**DIRECTIONS FOR THIS TASK**
Where does the word "below" show up in the records? Copy every line that holds it.

**DATA FOR THIS EXERCISE**
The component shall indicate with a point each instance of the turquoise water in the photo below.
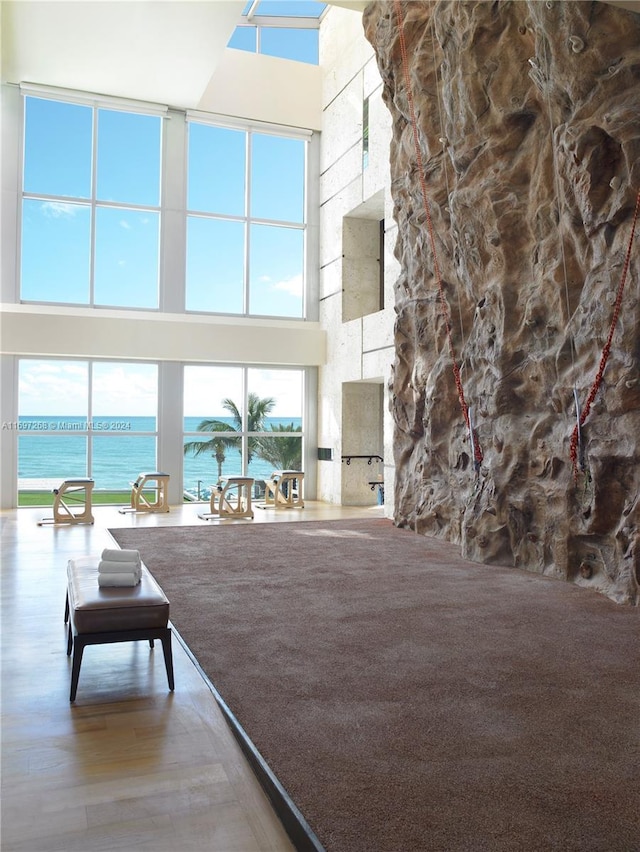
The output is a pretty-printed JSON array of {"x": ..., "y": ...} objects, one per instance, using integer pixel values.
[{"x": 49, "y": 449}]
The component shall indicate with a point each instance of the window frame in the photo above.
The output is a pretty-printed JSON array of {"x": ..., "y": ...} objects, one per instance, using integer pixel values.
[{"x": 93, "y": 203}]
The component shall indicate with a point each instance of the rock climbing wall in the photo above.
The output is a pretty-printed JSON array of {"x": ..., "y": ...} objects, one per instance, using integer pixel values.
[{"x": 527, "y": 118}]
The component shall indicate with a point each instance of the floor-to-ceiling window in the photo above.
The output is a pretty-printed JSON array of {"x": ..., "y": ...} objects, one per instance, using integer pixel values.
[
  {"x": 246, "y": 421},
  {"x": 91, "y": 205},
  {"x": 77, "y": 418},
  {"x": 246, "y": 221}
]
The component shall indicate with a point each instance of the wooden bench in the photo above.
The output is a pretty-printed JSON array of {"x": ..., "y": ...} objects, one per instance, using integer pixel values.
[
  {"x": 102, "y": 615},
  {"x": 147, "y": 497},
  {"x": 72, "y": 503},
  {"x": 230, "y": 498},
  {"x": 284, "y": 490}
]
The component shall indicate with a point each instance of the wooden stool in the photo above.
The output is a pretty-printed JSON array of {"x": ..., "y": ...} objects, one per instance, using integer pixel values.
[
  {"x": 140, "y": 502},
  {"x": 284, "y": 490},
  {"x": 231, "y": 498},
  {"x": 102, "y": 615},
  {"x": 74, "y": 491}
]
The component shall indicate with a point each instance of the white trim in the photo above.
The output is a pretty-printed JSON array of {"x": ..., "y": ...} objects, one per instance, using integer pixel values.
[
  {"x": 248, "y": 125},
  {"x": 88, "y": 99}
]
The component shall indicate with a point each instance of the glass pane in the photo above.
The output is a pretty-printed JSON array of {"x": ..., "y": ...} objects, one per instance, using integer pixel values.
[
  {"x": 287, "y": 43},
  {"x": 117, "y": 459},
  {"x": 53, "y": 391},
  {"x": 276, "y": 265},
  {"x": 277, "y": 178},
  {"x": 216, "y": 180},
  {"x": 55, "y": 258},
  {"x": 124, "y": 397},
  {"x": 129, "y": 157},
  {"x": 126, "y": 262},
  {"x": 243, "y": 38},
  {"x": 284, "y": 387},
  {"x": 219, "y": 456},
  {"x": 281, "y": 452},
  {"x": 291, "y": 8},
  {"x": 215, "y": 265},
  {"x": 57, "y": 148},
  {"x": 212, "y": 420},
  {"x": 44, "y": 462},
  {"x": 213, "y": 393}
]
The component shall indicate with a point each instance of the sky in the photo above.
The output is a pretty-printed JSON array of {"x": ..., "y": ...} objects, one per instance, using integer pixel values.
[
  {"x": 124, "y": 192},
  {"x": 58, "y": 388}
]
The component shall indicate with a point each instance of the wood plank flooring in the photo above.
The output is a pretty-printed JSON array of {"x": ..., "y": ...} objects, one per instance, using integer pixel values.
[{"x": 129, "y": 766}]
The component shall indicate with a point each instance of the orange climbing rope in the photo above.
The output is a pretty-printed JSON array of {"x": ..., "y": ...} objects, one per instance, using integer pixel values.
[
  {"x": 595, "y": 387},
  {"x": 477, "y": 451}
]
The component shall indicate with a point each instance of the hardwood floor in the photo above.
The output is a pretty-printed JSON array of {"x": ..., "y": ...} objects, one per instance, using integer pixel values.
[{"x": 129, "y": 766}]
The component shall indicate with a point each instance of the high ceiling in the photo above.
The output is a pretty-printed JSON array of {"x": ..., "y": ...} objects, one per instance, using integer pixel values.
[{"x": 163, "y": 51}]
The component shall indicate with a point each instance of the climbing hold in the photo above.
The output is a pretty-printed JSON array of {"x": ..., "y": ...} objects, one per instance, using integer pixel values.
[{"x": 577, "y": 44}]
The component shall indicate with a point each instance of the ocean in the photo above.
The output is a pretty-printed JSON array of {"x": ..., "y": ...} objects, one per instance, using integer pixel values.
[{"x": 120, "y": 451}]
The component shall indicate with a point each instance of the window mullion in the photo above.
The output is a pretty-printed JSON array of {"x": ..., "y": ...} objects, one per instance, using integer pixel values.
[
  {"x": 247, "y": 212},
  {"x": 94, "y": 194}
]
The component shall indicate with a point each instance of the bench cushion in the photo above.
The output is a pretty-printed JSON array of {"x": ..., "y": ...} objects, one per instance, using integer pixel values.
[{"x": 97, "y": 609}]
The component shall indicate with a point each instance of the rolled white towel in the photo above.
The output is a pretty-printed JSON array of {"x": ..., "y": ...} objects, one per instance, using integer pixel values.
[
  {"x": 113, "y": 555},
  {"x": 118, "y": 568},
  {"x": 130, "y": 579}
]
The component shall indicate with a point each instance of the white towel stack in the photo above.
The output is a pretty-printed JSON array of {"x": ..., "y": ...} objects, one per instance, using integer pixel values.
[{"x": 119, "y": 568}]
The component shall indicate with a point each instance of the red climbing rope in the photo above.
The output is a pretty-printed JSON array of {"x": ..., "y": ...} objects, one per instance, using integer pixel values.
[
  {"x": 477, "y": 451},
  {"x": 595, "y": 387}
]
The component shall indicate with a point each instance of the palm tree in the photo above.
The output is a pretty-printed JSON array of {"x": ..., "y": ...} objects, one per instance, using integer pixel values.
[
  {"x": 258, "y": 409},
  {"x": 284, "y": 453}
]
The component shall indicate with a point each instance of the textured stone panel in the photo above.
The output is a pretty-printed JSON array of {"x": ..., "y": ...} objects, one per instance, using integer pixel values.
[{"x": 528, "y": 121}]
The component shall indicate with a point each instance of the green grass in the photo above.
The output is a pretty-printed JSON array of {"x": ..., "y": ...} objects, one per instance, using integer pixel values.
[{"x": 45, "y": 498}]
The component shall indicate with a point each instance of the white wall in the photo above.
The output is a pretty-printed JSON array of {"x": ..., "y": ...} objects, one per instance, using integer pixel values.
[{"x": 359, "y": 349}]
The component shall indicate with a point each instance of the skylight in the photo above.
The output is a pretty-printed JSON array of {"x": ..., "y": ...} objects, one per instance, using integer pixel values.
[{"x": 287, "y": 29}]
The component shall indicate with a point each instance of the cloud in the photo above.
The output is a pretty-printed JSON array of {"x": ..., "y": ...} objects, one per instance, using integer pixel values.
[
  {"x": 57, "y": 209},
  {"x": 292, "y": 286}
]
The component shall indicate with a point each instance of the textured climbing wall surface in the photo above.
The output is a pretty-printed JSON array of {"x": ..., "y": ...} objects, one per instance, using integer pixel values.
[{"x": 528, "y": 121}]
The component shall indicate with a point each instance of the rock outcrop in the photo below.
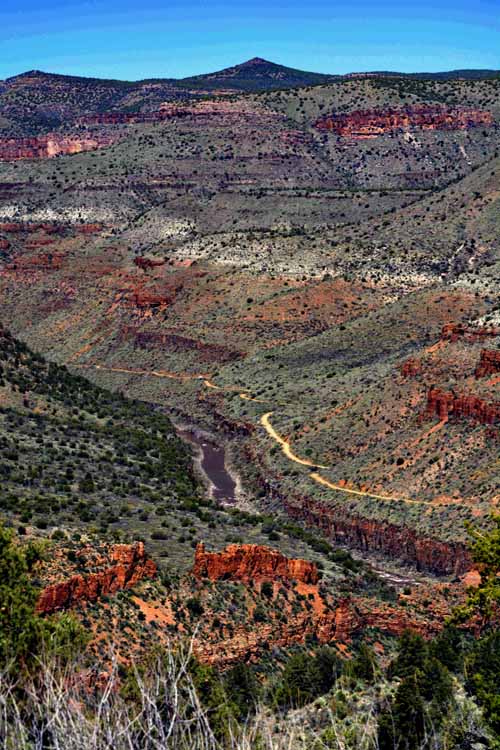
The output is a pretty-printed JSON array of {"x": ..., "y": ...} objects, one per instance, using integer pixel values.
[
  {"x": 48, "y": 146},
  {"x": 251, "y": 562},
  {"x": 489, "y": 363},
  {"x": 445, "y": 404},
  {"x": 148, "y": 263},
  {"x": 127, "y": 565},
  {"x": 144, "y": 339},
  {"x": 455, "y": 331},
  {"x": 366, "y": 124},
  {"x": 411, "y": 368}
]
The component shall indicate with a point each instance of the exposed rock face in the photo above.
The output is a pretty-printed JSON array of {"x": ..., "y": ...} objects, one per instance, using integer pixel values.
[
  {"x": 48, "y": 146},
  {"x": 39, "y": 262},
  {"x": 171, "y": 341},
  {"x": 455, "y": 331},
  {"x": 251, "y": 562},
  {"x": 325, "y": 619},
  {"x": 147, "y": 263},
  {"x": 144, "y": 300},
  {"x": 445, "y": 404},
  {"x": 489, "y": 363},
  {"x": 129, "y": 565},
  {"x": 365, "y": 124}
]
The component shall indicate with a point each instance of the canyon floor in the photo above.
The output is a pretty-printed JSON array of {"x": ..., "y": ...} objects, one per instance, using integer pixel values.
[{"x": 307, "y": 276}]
...
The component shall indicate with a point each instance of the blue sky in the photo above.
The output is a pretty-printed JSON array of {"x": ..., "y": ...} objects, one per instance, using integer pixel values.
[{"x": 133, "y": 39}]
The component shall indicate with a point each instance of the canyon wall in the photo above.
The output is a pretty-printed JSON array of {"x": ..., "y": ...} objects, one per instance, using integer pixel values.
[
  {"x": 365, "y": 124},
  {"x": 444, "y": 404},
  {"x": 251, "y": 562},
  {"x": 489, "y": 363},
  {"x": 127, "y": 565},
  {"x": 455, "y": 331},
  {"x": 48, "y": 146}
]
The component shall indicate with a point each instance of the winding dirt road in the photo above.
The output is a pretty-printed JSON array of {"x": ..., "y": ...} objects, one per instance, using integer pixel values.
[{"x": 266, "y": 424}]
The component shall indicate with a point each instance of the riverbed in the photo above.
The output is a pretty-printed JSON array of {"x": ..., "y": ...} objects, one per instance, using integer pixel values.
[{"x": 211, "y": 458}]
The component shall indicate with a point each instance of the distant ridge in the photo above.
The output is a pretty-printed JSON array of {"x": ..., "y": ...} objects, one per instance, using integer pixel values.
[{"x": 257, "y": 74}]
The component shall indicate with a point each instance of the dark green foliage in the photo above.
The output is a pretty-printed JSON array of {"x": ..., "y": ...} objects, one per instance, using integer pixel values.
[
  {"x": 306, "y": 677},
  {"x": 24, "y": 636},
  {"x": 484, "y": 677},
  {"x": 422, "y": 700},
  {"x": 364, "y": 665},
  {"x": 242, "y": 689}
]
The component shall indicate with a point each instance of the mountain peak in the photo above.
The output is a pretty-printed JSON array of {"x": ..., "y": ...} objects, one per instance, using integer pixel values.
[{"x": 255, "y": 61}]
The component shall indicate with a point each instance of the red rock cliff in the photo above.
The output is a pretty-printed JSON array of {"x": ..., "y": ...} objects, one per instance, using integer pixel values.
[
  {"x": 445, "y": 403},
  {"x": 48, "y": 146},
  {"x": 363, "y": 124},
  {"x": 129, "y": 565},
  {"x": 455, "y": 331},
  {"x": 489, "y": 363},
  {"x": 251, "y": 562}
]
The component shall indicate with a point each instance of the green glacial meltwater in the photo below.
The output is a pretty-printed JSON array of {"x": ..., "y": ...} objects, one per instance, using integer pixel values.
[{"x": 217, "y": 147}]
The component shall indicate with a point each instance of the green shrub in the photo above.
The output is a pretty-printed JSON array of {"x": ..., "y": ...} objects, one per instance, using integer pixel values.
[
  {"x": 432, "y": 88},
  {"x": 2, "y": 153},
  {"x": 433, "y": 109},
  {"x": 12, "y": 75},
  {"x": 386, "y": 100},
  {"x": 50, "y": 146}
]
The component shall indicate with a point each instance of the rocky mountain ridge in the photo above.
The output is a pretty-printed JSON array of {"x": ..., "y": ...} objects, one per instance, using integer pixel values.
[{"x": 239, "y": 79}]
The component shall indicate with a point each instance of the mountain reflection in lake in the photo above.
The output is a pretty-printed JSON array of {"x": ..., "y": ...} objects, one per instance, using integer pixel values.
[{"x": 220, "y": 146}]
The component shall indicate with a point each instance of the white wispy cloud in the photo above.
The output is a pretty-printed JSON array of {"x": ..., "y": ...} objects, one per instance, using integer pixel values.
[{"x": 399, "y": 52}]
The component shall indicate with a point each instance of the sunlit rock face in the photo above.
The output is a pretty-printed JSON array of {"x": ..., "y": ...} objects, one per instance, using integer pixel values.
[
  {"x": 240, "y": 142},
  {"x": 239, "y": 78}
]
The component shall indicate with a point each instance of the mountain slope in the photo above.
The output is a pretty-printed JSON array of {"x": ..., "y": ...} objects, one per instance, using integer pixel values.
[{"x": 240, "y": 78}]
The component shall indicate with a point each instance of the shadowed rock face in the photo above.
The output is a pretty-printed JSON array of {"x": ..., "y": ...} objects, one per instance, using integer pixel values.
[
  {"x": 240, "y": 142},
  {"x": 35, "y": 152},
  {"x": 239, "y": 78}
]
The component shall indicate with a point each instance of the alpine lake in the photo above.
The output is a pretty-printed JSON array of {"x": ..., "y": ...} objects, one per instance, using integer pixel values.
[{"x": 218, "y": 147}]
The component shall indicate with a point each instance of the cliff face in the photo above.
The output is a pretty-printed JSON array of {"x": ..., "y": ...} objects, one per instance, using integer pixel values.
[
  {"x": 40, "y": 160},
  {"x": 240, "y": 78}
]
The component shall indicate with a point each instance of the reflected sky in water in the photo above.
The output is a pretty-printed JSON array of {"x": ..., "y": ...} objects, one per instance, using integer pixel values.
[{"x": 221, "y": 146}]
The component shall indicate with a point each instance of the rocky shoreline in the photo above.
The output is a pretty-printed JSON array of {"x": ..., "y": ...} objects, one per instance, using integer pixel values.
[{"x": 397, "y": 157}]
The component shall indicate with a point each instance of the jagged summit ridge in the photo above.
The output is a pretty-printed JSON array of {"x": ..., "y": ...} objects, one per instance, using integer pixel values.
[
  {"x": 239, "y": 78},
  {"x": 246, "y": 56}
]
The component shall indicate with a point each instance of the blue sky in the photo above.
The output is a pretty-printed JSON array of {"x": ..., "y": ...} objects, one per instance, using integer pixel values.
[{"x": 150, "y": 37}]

**EXERCISE OUTPUT**
The component shall indicate with a point each instance of the turquoise water in the photo below.
The component shall indicate with a point each instance of the rock outcrop in the photo below.
The component shall indicate with a point each instance of the green glacial meltwater in the photo below.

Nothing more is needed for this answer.